Task description: Search the material below for the word "instance" and copy every line in which it occurs.

Data for this task:
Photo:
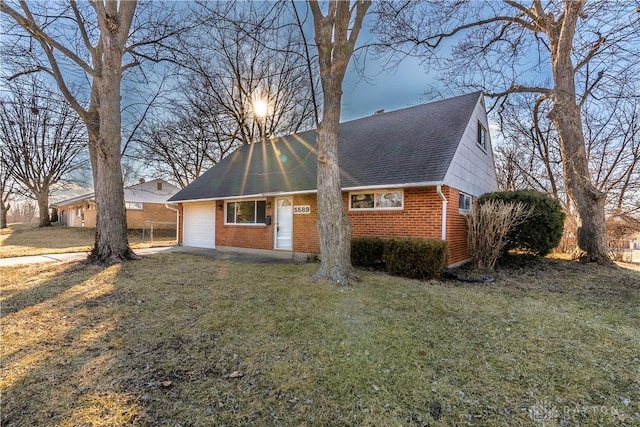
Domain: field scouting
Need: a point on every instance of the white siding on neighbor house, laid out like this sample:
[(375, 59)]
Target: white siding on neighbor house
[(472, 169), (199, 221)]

==

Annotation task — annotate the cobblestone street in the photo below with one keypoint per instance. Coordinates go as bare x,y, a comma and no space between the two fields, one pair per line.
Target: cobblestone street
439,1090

Solution to this problem:
Need: a point on every instance of the white siding on neighbor house, laid out like this sample:
Annotation task — annotate the cobblestone street in the photo below with one keypoint per instance. Coordinates go as bare x,y, a comma and no space between the two fields, one pair per line.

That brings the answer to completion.